-- SOURCE PASSAGE follows --

Credit: Boodle Mcdougall Photography
There is another pandemic happening alongside Corona. Insomnia. This dreaded affliction is also being called ‘Coronasomnia’ by someone who obviously hasn’t had enough sleep to think of a better name. I would have gone for ‘Coronawake’, but I haven’t had much sleep either.
According to a 2020 study by Southampton University, the UK used to have 1 in 6 people experiencing insomnia, but now a quarter of all people experience this wretched thing. That’s a big leap, which I find particularly concerning as our house seems to have 80 per cent of us awake at any one time, (that was a complicated calculation on so little sleep). Percentages aside, four of us are usually wandering the corridors, climbing in and out of beds, or weeing on the floor next to the toilet, between the hours of 10pm-5am.
I feel as if we don’t need the worries of a global pandemic to add to the reasons we don’t sleep, but Mayhem and I had a most alarming conversation on the way back from football one Saturday.
‘Mummy I really want to be nocturnal.’
‘Yes I’ve noticed’ I say through a deep yawn.
‘So I’m practising sleeping at school so I can stay awake at night.’
‘What?!’ I am jolted from my misty thoughts.
Spurred on by the realisation he has my rare, undivided attention Mayhem nods excitedly. ‘Yes, so what I do is, I go to sleep in break times so I can stay awake all night.’
I feel a strange feeling in my throat, as if an invisible hand is squeezing it. ‘Where do you sleep at break times?’ I croak.
‘Well in the bike shed where they keep the tricycles. I just lie down and it’s all quiet and no one goes in there.’
I relay this information to my husband.
‘Well that explains why Mayhem is up. But what about the rest of us. We know Milk is scared of killer robots and Midnight has to be within 1m of you at all times, and I wake every day at 4.30am wondering if I will ever go snowboarding again. What are you worried about?’
I think of the list of things I am worried about. ‘I’ll put the kettle on’ I say.

-- SOURCE PASSAGE concluded --
-- DATASET ENTRIES follows --

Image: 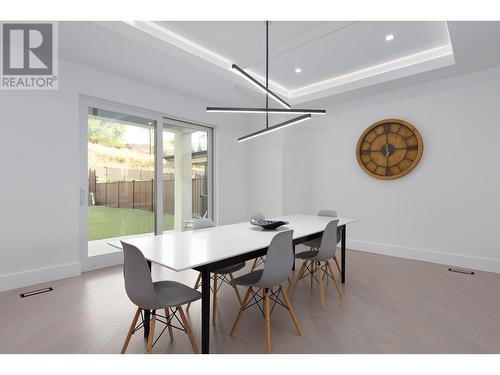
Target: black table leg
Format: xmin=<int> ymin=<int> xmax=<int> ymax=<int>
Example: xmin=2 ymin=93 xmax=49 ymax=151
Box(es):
xmin=340 ymin=225 xmax=346 ymax=284
xmin=201 ymin=267 xmax=210 ymax=354
xmin=143 ymin=260 xmax=151 ymax=339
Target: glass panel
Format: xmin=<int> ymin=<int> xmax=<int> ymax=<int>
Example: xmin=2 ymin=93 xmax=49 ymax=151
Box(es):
xmin=163 ymin=124 xmax=211 ymax=230
xmin=88 ymin=108 xmax=156 ymax=256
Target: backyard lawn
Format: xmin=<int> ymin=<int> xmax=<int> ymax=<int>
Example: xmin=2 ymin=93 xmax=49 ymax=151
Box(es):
xmin=88 ymin=206 xmax=174 ymax=241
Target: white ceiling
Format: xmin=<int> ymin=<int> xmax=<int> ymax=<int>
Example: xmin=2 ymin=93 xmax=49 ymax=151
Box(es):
xmin=59 ymin=21 xmax=500 ymax=106
xmin=161 ymin=21 xmax=450 ymax=90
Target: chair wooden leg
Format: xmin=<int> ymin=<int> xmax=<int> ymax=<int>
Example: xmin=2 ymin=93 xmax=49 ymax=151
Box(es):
xmin=317 ymin=262 xmax=326 ymax=311
xmin=333 ymin=255 xmax=342 ymax=273
xmin=212 ymin=273 xmax=218 ymax=325
xmin=280 ymin=285 xmax=302 ymax=336
xmin=120 ymin=307 xmax=142 ymax=354
xmin=177 ymin=305 xmax=198 ymax=354
xmin=186 ymin=272 xmax=201 ymax=311
xmin=309 ymin=260 xmax=316 ymax=289
xmin=146 ymin=311 xmax=156 ymax=354
xmin=262 ymin=288 xmax=271 ymax=354
xmin=229 ymin=273 xmax=242 ymax=305
xmin=290 ymin=261 xmax=307 ymax=298
xmin=326 ymin=262 xmax=343 ymax=298
xmin=229 ymin=287 xmax=252 ymax=336
xmin=250 ymin=258 xmax=259 ymax=272
xmin=165 ymin=308 xmax=174 ymax=341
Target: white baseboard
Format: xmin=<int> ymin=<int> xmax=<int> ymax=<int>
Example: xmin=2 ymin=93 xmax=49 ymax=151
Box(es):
xmin=0 ymin=262 xmax=82 ymax=292
xmin=347 ymin=238 xmax=500 ymax=273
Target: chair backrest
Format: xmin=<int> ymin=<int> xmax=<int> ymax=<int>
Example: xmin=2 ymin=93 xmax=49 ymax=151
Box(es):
xmin=122 ymin=241 xmax=159 ymax=309
xmin=256 ymin=230 xmax=293 ymax=288
xmin=250 ymin=212 xmax=266 ymax=220
xmin=314 ymin=219 xmax=339 ymax=260
xmin=193 ymin=217 xmax=215 ymax=230
xmin=318 ymin=210 xmax=338 ymax=217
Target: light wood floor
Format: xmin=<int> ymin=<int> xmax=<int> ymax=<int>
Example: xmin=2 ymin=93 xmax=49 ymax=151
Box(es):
xmin=0 ymin=251 xmax=500 ymax=353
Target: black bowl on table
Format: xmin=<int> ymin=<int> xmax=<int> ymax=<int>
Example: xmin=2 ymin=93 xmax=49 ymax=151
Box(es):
xmin=250 ymin=219 xmax=288 ymax=230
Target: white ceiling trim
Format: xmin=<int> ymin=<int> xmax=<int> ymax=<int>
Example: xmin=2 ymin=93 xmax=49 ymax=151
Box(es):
xmin=289 ymin=44 xmax=455 ymax=100
xmin=125 ymin=21 xmax=455 ymax=102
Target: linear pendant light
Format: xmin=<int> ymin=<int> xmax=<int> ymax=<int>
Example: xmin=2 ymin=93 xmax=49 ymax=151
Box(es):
xmin=238 ymin=115 xmax=311 ymax=142
xmin=207 ymin=21 xmax=326 ymax=142
xmin=232 ymin=64 xmax=291 ymax=108
xmin=207 ymin=107 xmax=326 ymax=115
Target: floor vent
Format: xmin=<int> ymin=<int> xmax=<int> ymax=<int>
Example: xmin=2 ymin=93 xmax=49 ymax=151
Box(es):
xmin=19 ymin=287 xmax=54 ymax=298
xmin=448 ymin=268 xmax=474 ymax=275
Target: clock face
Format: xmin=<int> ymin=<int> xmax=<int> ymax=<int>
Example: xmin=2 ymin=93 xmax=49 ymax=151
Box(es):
xmin=356 ymin=119 xmax=424 ymax=180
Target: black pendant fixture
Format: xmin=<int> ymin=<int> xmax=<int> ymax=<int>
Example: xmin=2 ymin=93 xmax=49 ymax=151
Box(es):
xmin=207 ymin=21 xmax=326 ymax=142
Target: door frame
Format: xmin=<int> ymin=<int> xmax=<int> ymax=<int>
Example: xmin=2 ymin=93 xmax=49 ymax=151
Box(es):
xmin=79 ymin=94 xmax=217 ymax=272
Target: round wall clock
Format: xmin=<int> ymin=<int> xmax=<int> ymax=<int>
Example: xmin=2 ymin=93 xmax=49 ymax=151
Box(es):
xmin=356 ymin=119 xmax=424 ymax=180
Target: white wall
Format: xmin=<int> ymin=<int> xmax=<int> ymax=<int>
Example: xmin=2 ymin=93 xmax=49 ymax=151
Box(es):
xmin=247 ymin=68 xmax=500 ymax=272
xmin=0 ymin=62 xmax=246 ymax=290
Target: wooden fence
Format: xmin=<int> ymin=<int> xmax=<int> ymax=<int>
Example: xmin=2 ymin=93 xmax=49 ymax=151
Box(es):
xmin=89 ymin=170 xmax=204 ymax=216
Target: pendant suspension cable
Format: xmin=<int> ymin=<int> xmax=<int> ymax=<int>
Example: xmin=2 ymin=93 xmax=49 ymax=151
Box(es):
xmin=266 ymin=21 xmax=269 ymax=128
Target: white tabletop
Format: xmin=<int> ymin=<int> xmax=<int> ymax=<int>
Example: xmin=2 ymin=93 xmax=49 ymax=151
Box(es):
xmin=120 ymin=215 xmax=357 ymax=271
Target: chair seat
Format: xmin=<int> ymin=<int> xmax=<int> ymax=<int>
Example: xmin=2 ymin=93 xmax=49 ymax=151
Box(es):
xmin=295 ymin=250 xmax=318 ymax=259
xmin=231 ymin=270 xmax=264 ymax=286
xmin=213 ymin=262 xmax=245 ymax=275
xmin=153 ymin=280 xmax=201 ymax=309
xmin=302 ymin=238 xmax=321 ymax=249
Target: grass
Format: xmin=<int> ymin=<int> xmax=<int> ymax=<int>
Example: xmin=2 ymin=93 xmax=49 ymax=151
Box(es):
xmin=88 ymin=206 xmax=174 ymax=241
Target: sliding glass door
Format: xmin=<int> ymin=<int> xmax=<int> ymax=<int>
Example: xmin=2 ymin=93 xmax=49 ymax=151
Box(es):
xmin=163 ymin=122 xmax=212 ymax=230
xmin=80 ymin=101 xmax=212 ymax=270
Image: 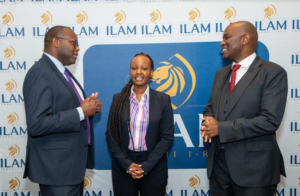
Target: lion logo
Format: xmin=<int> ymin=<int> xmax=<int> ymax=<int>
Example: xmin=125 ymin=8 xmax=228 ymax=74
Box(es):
xmin=151 ymin=53 xmax=196 ymax=110
xmin=2 ymin=12 xmax=15 ymax=26
xmin=83 ymin=176 xmax=92 ymax=190
xmin=3 ymin=46 xmax=16 ymax=60
xmin=115 ymin=10 xmax=126 ymax=25
xmin=189 ymin=8 xmax=200 ymax=23
xmin=224 ymin=6 xmax=236 ymax=22
xmin=189 ymin=175 xmax=201 ymax=189
xmin=150 ymin=9 xmax=161 ymax=24
xmin=76 ymin=11 xmax=89 ymax=25
xmin=7 ymin=112 xmax=19 ymax=126
xmin=264 ymin=4 xmax=277 ymax=20
xmin=8 ymin=144 xmax=20 ymax=158
xmin=41 ymin=11 xmax=53 ymax=26
xmin=5 ymin=79 xmax=18 ymax=93
xmin=9 ymin=177 xmax=21 ymax=191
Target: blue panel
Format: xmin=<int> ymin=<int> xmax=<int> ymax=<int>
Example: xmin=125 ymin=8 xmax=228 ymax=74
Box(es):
xmin=83 ymin=42 xmax=269 ymax=170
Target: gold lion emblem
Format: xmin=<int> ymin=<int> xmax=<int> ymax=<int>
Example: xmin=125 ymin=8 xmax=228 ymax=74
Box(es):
xmin=152 ymin=61 xmax=185 ymax=97
xmin=7 ymin=112 xmax=19 ymax=126
xmin=224 ymin=6 xmax=236 ymax=21
xmin=41 ymin=12 xmax=52 ymax=26
xmin=2 ymin=12 xmax=14 ymax=26
xmin=189 ymin=175 xmax=201 ymax=189
xmin=83 ymin=176 xmax=92 ymax=190
xmin=151 ymin=53 xmax=196 ymax=110
xmin=9 ymin=177 xmax=20 ymax=191
xmin=115 ymin=10 xmax=126 ymax=25
xmin=3 ymin=46 xmax=16 ymax=60
xmin=150 ymin=10 xmax=161 ymax=24
xmin=5 ymin=79 xmax=17 ymax=93
xmin=264 ymin=4 xmax=276 ymax=20
xmin=8 ymin=144 xmax=20 ymax=158
xmin=189 ymin=8 xmax=200 ymax=23
xmin=76 ymin=11 xmax=88 ymax=25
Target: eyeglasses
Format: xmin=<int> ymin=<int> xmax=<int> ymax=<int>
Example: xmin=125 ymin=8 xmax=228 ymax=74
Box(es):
xmin=57 ymin=37 xmax=79 ymax=48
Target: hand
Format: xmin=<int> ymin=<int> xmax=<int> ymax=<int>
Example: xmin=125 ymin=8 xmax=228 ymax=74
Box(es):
xmin=128 ymin=163 xmax=144 ymax=179
xmin=200 ymin=116 xmax=219 ymax=143
xmin=80 ymin=92 xmax=102 ymax=117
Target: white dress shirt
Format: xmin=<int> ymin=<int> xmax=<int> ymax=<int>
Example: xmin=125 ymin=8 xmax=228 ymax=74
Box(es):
xmin=229 ymin=52 xmax=256 ymax=85
xmin=44 ymin=52 xmax=85 ymax=121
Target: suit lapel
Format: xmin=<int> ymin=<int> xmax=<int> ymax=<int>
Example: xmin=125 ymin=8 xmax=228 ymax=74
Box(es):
xmin=213 ymin=65 xmax=231 ymax=118
xmin=42 ymin=54 xmax=80 ymax=105
xmin=225 ymin=56 xmax=261 ymax=119
xmin=68 ymin=70 xmax=86 ymax=100
xmin=123 ymin=99 xmax=130 ymax=146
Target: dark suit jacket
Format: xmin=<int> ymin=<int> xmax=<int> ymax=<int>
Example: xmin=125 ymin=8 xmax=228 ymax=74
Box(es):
xmin=203 ymin=57 xmax=288 ymax=187
xmin=23 ymin=54 xmax=94 ymax=186
xmin=106 ymin=89 xmax=174 ymax=174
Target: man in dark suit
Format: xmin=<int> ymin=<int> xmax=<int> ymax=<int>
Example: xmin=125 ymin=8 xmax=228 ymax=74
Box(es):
xmin=23 ymin=26 xmax=101 ymax=196
xmin=201 ymin=21 xmax=287 ymax=196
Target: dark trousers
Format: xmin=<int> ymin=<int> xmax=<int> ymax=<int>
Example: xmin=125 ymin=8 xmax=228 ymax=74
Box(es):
xmin=209 ymin=150 xmax=277 ymax=196
xmin=112 ymin=152 xmax=168 ymax=196
xmin=39 ymin=182 xmax=83 ymax=196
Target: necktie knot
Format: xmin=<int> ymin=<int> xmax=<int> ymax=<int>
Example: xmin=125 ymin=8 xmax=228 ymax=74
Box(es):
xmin=229 ymin=64 xmax=241 ymax=93
xmin=232 ymin=64 xmax=241 ymax=72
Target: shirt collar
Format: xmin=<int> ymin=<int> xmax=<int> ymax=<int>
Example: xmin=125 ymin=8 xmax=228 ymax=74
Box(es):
xmin=130 ymin=84 xmax=149 ymax=98
xmin=44 ymin=52 xmax=66 ymax=75
xmin=231 ymin=52 xmax=257 ymax=69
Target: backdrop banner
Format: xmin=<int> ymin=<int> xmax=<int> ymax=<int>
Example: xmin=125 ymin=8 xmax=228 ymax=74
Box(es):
xmin=0 ymin=0 xmax=300 ymax=196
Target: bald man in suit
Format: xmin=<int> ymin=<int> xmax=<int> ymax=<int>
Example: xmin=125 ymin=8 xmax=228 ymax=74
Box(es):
xmin=201 ymin=21 xmax=288 ymax=196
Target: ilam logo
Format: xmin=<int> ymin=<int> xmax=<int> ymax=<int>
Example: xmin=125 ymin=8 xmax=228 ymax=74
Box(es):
xmin=189 ymin=8 xmax=201 ymax=23
xmin=106 ymin=10 xmax=137 ymax=37
xmin=264 ymin=4 xmax=277 ymax=20
xmin=41 ymin=11 xmax=53 ymax=26
xmin=115 ymin=10 xmax=126 ymax=25
xmin=7 ymin=112 xmax=19 ymax=126
xmin=152 ymin=53 xmax=196 ymax=110
xmin=0 ymin=12 xmax=25 ymax=38
xmin=180 ymin=8 xmax=210 ymax=35
xmin=224 ymin=6 xmax=236 ymax=22
xmin=0 ymin=46 xmax=26 ymax=72
xmin=255 ymin=4 xmax=287 ymax=33
xmin=142 ymin=9 xmax=172 ymax=37
xmin=76 ymin=11 xmax=89 ymax=25
xmin=83 ymin=176 xmax=92 ymax=190
xmin=189 ymin=175 xmax=201 ymax=189
xmin=290 ymin=121 xmax=300 ymax=134
xmin=274 ymin=187 xmax=300 ymax=196
xmin=150 ymin=9 xmax=162 ymax=24
xmin=8 ymin=144 xmax=20 ymax=158
xmin=70 ymin=11 xmax=99 ymax=38
xmin=3 ymin=46 xmax=16 ymax=60
xmin=5 ymin=79 xmax=18 ymax=93
xmin=2 ymin=12 xmax=15 ymax=27
xmin=0 ymin=79 xmax=24 ymax=105
xmin=291 ymin=53 xmax=300 ymax=67
xmin=9 ymin=177 xmax=21 ymax=191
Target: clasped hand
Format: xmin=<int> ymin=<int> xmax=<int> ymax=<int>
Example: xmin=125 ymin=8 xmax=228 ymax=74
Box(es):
xmin=128 ymin=163 xmax=144 ymax=179
xmin=200 ymin=116 xmax=219 ymax=143
xmin=80 ymin=92 xmax=102 ymax=117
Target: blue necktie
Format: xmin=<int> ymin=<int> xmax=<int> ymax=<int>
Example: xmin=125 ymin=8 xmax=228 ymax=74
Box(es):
xmin=64 ymin=69 xmax=91 ymax=145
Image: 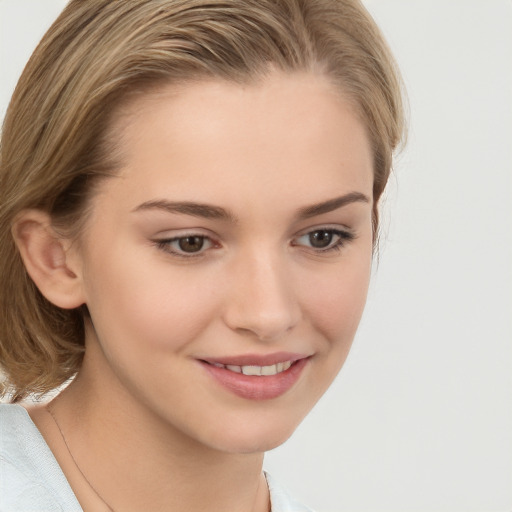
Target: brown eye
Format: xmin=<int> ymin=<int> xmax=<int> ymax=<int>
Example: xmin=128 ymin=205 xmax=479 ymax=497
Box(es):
xmin=177 ymin=236 xmax=204 ymax=253
xmin=292 ymin=228 xmax=355 ymax=254
xmin=309 ymin=229 xmax=334 ymax=249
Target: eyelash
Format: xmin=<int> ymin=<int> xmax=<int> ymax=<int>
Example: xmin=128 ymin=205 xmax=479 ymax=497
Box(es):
xmin=154 ymin=228 xmax=356 ymax=259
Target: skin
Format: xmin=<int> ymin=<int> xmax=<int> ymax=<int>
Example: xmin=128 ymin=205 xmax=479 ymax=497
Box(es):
xmin=25 ymin=72 xmax=373 ymax=512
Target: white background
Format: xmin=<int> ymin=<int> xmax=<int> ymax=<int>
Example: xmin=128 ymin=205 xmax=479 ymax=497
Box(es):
xmin=0 ymin=0 xmax=512 ymax=512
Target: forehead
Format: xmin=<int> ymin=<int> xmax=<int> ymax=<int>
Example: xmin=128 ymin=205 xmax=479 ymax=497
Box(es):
xmin=100 ymin=72 xmax=373 ymax=214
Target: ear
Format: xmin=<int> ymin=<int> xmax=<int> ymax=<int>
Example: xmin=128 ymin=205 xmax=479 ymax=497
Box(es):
xmin=12 ymin=210 xmax=85 ymax=309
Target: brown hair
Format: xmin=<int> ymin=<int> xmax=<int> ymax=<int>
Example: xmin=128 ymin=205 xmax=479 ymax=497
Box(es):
xmin=0 ymin=0 xmax=404 ymax=401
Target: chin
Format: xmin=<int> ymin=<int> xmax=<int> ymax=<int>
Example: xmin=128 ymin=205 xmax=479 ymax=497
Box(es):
xmin=198 ymin=410 xmax=303 ymax=454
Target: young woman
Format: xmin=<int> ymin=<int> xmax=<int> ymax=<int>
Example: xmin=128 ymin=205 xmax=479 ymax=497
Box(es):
xmin=0 ymin=0 xmax=403 ymax=512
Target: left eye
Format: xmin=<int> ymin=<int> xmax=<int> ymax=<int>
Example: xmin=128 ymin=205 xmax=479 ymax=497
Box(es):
xmin=293 ymin=229 xmax=353 ymax=251
xmin=157 ymin=235 xmax=213 ymax=256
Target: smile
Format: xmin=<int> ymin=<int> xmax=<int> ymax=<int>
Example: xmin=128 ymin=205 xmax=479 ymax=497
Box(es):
xmin=198 ymin=354 xmax=310 ymax=400
xmin=211 ymin=361 xmax=293 ymax=377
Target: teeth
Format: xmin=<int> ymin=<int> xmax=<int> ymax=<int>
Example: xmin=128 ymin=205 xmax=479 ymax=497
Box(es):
xmin=212 ymin=361 xmax=292 ymax=376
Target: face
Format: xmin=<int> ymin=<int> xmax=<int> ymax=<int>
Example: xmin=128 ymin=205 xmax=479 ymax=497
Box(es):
xmin=73 ymin=73 xmax=373 ymax=453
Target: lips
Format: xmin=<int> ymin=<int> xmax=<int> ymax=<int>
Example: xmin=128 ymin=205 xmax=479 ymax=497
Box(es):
xmin=199 ymin=353 xmax=309 ymax=400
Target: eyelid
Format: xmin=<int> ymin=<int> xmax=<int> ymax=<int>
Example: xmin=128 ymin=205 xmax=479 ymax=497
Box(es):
xmin=152 ymin=229 xmax=220 ymax=260
xmin=291 ymin=225 xmax=356 ymax=254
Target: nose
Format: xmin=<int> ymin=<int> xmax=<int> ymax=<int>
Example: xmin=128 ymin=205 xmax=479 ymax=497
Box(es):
xmin=224 ymin=251 xmax=301 ymax=341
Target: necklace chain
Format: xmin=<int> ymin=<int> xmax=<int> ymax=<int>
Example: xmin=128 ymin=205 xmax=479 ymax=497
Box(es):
xmin=46 ymin=404 xmax=115 ymax=512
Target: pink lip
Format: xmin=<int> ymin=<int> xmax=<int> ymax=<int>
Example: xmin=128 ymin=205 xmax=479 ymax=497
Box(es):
xmin=199 ymin=354 xmax=309 ymax=400
xmin=203 ymin=352 xmax=307 ymax=366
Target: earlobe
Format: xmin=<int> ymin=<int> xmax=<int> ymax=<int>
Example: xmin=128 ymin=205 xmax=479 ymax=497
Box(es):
xmin=12 ymin=210 xmax=85 ymax=309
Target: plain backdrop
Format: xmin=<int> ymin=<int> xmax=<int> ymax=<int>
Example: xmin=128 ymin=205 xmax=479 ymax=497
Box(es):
xmin=0 ymin=0 xmax=512 ymax=512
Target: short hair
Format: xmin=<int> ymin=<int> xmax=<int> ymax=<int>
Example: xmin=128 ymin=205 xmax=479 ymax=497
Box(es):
xmin=0 ymin=0 xmax=404 ymax=401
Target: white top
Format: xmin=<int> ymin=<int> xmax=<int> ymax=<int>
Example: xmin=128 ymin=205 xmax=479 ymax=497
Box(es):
xmin=0 ymin=404 xmax=313 ymax=512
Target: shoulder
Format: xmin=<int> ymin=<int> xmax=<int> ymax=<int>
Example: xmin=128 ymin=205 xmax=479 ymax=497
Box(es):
xmin=0 ymin=404 xmax=81 ymax=512
xmin=265 ymin=472 xmax=314 ymax=512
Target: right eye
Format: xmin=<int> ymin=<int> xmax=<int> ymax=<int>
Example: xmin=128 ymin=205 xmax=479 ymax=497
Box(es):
xmin=155 ymin=234 xmax=214 ymax=258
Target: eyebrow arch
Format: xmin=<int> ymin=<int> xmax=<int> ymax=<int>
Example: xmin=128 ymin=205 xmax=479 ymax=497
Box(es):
xmin=132 ymin=199 xmax=237 ymax=223
xmin=298 ymin=192 xmax=370 ymax=219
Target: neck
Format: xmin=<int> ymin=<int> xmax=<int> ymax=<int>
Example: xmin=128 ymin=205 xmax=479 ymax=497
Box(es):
xmin=52 ymin=346 xmax=269 ymax=512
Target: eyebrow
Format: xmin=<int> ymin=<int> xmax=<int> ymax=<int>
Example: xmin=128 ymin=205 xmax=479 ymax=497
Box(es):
xmin=132 ymin=192 xmax=370 ymax=224
xmin=297 ymin=192 xmax=370 ymax=219
xmin=133 ymin=199 xmax=238 ymax=223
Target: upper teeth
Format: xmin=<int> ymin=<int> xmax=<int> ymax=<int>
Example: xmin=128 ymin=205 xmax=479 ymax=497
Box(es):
xmin=212 ymin=361 xmax=292 ymax=376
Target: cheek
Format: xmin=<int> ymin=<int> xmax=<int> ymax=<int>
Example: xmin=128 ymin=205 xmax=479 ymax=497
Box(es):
xmin=303 ymin=254 xmax=371 ymax=350
xmin=82 ymin=247 xmax=222 ymax=351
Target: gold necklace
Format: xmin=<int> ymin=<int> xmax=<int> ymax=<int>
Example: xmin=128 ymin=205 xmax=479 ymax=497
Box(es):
xmin=46 ymin=404 xmax=115 ymax=512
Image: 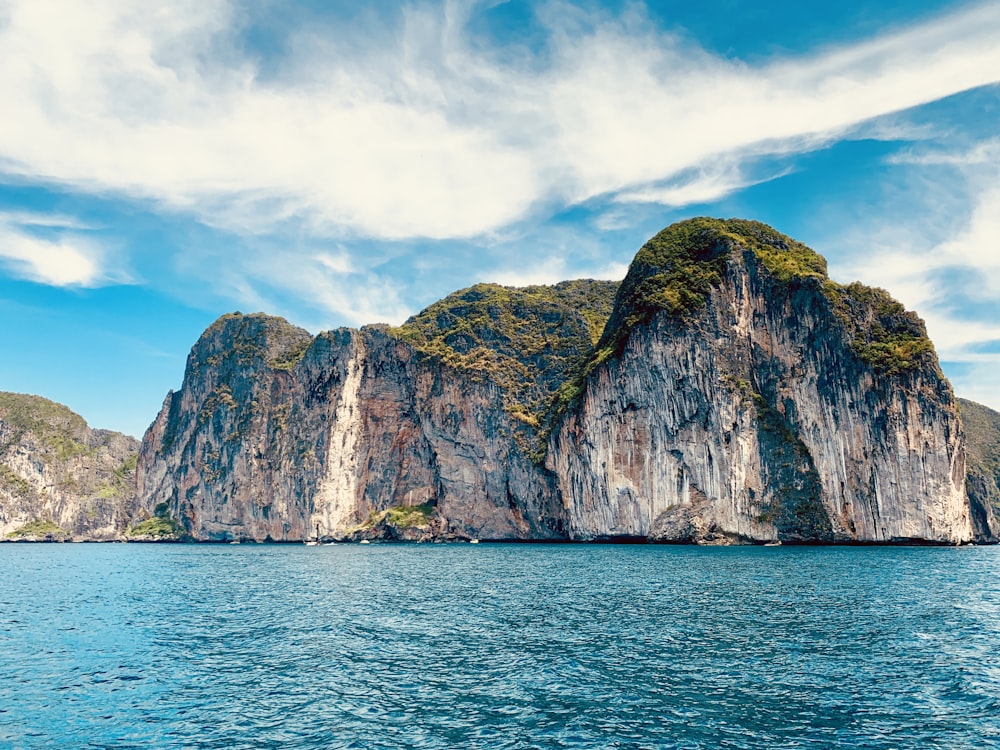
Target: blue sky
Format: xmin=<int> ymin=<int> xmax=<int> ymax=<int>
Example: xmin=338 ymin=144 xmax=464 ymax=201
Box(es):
xmin=0 ymin=0 xmax=1000 ymax=435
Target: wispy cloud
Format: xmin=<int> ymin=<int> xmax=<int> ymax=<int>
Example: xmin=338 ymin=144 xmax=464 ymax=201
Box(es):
xmin=836 ymin=131 xmax=1000 ymax=408
xmin=0 ymin=0 xmax=1000 ymax=239
xmin=0 ymin=212 xmax=113 ymax=287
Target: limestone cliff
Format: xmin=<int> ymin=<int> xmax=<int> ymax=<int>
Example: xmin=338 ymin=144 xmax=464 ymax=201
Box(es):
xmin=0 ymin=393 xmax=139 ymax=540
xmin=138 ymin=219 xmax=974 ymax=543
xmin=546 ymin=220 xmax=972 ymax=543
xmin=958 ymin=398 xmax=1000 ymax=542
xmin=139 ymin=306 xmax=584 ymax=540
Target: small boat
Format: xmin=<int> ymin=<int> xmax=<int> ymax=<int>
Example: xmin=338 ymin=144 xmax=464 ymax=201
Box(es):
xmin=306 ymin=524 xmax=320 ymax=547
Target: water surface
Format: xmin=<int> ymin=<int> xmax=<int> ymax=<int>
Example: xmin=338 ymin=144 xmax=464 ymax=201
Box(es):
xmin=0 ymin=544 xmax=1000 ymax=748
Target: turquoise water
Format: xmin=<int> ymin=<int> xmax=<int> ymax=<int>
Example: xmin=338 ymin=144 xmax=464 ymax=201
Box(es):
xmin=0 ymin=544 xmax=1000 ymax=748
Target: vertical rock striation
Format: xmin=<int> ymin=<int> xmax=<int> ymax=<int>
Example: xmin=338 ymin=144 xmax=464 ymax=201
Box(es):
xmin=958 ymin=398 xmax=1000 ymax=543
xmin=138 ymin=219 xmax=980 ymax=543
xmin=546 ymin=220 xmax=971 ymax=543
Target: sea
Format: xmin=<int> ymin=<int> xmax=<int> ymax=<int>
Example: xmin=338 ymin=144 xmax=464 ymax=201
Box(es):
xmin=0 ymin=543 xmax=1000 ymax=750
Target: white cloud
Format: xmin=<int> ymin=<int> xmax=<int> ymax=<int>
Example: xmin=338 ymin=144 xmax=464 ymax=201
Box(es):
xmin=0 ymin=213 xmax=109 ymax=287
xmin=833 ymin=140 xmax=1000 ymax=409
xmin=0 ymin=0 xmax=1000 ymax=239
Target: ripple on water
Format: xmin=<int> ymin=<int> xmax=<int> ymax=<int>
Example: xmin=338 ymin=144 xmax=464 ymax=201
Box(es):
xmin=0 ymin=544 xmax=1000 ymax=749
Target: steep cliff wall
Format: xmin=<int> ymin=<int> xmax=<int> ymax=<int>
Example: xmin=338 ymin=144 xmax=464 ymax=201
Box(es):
xmin=139 ymin=315 xmax=576 ymax=540
xmin=958 ymin=398 xmax=1000 ymax=543
xmin=546 ymin=220 xmax=972 ymax=543
xmin=133 ymin=219 xmax=974 ymax=543
xmin=0 ymin=393 xmax=139 ymax=540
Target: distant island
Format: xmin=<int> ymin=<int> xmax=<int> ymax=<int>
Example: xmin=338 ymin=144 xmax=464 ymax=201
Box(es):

-- DATASET ENTRIES concluded --

◆ EXERCISE BRIEF: Please return the whole Coronasomnia piece above, word for word, with nothing changed.

◆ SOLUTION TO THE EXERCISE:
Credit: Boodle Mcdougall Photography
There is another pandemic happening alongside Corona. Insomnia. This dreaded affliction is also being called ‘Coronasomnia’ by someone who obviously hasn’t had enough sleep to think of a better name. I would have gone for ‘Coronawake’, but I haven’t had much sleep either.
According to a 2020 study by Southampton University, the UK used to have 1 in 6 people experiencing insomnia, but now a quarter of all people experience this wretched thing. That’s a big leap, which I find particularly concerning as our house seems to have 80 per cent of us awake at any one time, (that was a complicated calculation on so little sleep). Percentages aside, four of us are usually wandering the corridors, climbing in and out of beds, or weeing on the floor next to the toilet, between the hours of 10pm-5am.
I feel as if we don’t need the worries of a global pandemic to add to the reasons we don’t sleep, but Mayhem and I had a most alarming conversation on the way back from football one Saturday.
‘Mummy I really want to be nocturnal.’
‘Yes I’ve noticed’ I say through a deep yawn.
‘So I’m practising sleeping at school so I can stay awake at night.’
‘What?!’ I am jolted from my misty thoughts.
Spurred on by the realisation he has my rare, undivided attention Mayhem nods excitedly. ‘Yes, so what I do is, I go to sleep in break times so I can stay awake all night.’
I feel a strange feeling in my throat, as if an invisible hand is squeezing it. ‘Where do you sleep at break times?’ I croak.
‘Well in the bike shed where they keep the tricycles. I just lie down and it’s all quiet and no one goes in there.’
I relay this information to my husband.
‘Well that explains why Mayhem is up. But what about the rest of us. We know Milk is scared of killer robots and Midnight has to be within 1m of you at all times, and I wake every day at 4.30am wondering if I will ever go snowboarding again. What are you worried about?’
I think of the list of things I am worried about. ‘I’ll put the kettle on’ I say.